- _Supplied text_

[Start of section]

Father Donald Senior reflects on 60 years of religious life

By Joyce Duriga | Editor
Wednesday, July 22, 2020

Passionist Father Donald Senior seen in this file photo is celebrating 60 years of religious life. (Karen Callaway/Chicago Catholic)

Chicago Catholic Scripture columnist Passionist Father Donald Senior is celebrating his 60th anniversary of religious life this year, and what a full 60 years it has been.

He was finishing his novitiate at the same time John F. Kennedy was making a run for the White House. He was a newly ordained priest when the Second Vatican Council took place and many religious communities had made changes to how they lived out religious life. He spent many years in the classroom teaching Scripture and then leading Catholic Theological Union in Hyde Park. And now he is living through a pandemic. 

“It’s been quite a ride,” Senior said.

He has spent his life living as a Passionist, a community whose full name is the Congregation of the Passion of Jesus Christ. Senior first encountered the community in his parish during high school. Passionists staffed the parish and it was located near a Passionist monastery and theology program.

“I got to know them and was intrigued by them,” Senior said.

[End of section]

- _Problem set_
A: Who are all the people named in the article on Father Donald Senior's 60 years of religious life?
B: Could you pick up the article on Father Donald Senior's 60 years of religious life after its last sentence and continue it?

Dataset entries:
[Start of section]

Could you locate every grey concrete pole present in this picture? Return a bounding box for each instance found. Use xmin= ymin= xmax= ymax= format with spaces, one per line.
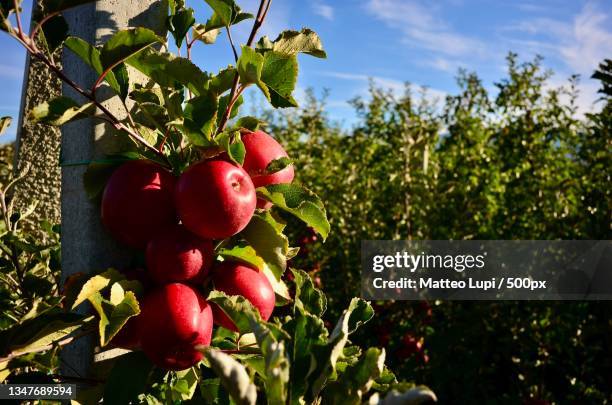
xmin=14 ymin=0 xmax=62 ymax=236
xmin=61 ymin=0 xmax=167 ymax=377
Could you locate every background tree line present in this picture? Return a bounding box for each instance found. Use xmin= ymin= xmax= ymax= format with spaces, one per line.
xmin=0 ymin=54 xmax=612 ymax=404
xmin=267 ymin=54 xmax=612 ymax=403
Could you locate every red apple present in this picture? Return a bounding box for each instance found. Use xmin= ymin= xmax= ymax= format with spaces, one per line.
xmin=175 ymin=159 xmax=257 ymax=239
xmin=102 ymin=160 xmax=177 ymax=249
xmin=213 ymin=261 xmax=276 ymax=332
xmin=146 ymin=225 xmax=213 ymax=284
xmin=242 ymin=131 xmax=294 ymax=208
xmin=139 ymin=283 xmax=213 ymax=370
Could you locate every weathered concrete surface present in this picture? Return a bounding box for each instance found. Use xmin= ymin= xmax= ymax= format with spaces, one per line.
xmin=61 ymin=0 xmax=167 ymax=376
xmin=14 ymin=0 xmax=62 ymax=230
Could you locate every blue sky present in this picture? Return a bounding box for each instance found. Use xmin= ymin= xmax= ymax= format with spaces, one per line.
xmin=0 ymin=0 xmax=612 ymax=141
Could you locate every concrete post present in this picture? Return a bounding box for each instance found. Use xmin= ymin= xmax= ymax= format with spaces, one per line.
xmin=61 ymin=0 xmax=167 ymax=377
xmin=14 ymin=0 xmax=62 ymax=236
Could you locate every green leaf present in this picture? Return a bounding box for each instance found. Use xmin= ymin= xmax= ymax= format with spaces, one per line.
xmin=232 ymin=8 xmax=255 ymax=24
xmin=42 ymin=15 xmax=68 ymax=53
xmin=184 ymin=91 xmax=218 ymax=146
xmin=70 ymin=269 xmax=125 ymax=309
xmin=291 ymin=269 xmax=327 ymax=317
xmin=370 ymin=386 xmax=438 ymax=405
xmin=203 ymin=348 xmax=257 ymax=405
xmin=323 ymin=347 xmax=385 ymax=404
xmin=234 ymin=116 xmax=265 ymax=131
xmin=193 ymin=24 xmax=221 ymax=45
xmin=257 ymin=51 xmax=298 ymax=108
xmin=241 ymin=211 xmax=290 ymax=280
xmin=237 ymin=46 xmax=264 ymax=85
xmin=0 ymin=310 xmax=93 ymax=355
xmin=113 ymin=63 xmax=130 ymax=100
xmin=29 ymin=96 xmax=96 ymax=126
xmin=307 ymin=298 xmax=374 ymax=400
xmin=257 ymin=28 xmax=327 ymax=58
xmin=207 ymin=291 xmax=262 ymax=334
xmin=44 ymin=0 xmax=96 ymax=14
xmin=104 ymin=351 xmax=153 ymax=404
xmin=172 ymin=367 xmax=200 ymax=401
xmin=257 ymin=184 xmax=330 ymax=240
xmin=206 ymin=5 xmax=254 ymax=31
xmin=217 ymin=94 xmax=244 ymax=126
xmin=206 ymin=0 xmax=236 ymax=26
xmin=252 ymin=323 xmax=290 ymax=404
xmin=263 ymin=156 xmax=293 ymax=175
xmin=286 ymin=307 xmax=328 ymax=403
xmin=217 ymin=244 xmax=264 ymax=270
xmin=100 ymin=27 xmax=164 ymax=69
xmin=0 ymin=117 xmax=13 ymax=135
xmin=126 ymin=51 xmax=209 ymax=96
xmin=261 ymin=263 xmax=291 ymax=307
xmin=215 ymin=131 xmax=246 ymax=165
xmin=208 ymin=66 xmax=237 ymax=94
xmin=64 ymin=37 xmax=122 ymax=94
xmin=88 ymin=287 xmax=140 ymax=347
xmin=167 ymin=8 xmax=195 ymax=48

[End of section]

- _Answers to the tasks_
A: Donald Senior, Joyce Duriga, Karen Callaway, John F. Kennedy

B:
He was around young seminarians who were filled with a sense of mission and excitement for taking the Gospel out into the world.

“That attracted me very much,” he said.

While he thought about becoming a priest off and on in his life, before meeting men in the Passionist community it was nothing serious.

“But seeing them sort of planted the idea. Then I went to college for a few years and it was still nagging at me so I thought, ‘Well, why don’t I give it a try?’”

He did his novitiate in the small town of St. Paul, Kansas.

“People would always ask where that is and we would always answer: It’s 109 miles south of Kansas City and 60 miles west of Joplin, Missouri. We had to give the coordinates,” he said, laughing.

When he first entered the community, it had a more ascetical, formal way of life, Senior recalled.

“Then we went through the council and there were a lot of changes in our original inspiration. Our founder had more of a missionary type approach,” he said.

That missionary spirit was attractive to Senior, so much so that he wanted to serve at one of the community’s missions in South Korea. He recalls asking his provincial for permission to do that once he was ordained.

“He listened but then later said, ‘We decided we are going to send you for graduate studies in Scripture in Europe,’” Senior said. “I’ve thought of it since like an arranged marriage. You have one thing in mind but you don’t have the freedom to choose it. Somebody else chooses it for you. Then hopefully you fall in love with your spouse. That’s sort of what happened to me. The study of the Scriptures have sustained my life.”

The community sent him to the Catholic University of Louvain, Belgium. During his five years there he also ministered to U.S. troops stationed on bases, which increased his appreciation for the role of the laity in the church.

“Any of us who were priests at Louvain or other places would go to the bases on the weekends. The chaplaincy didn’t have enough chaplains,” Senior recalled.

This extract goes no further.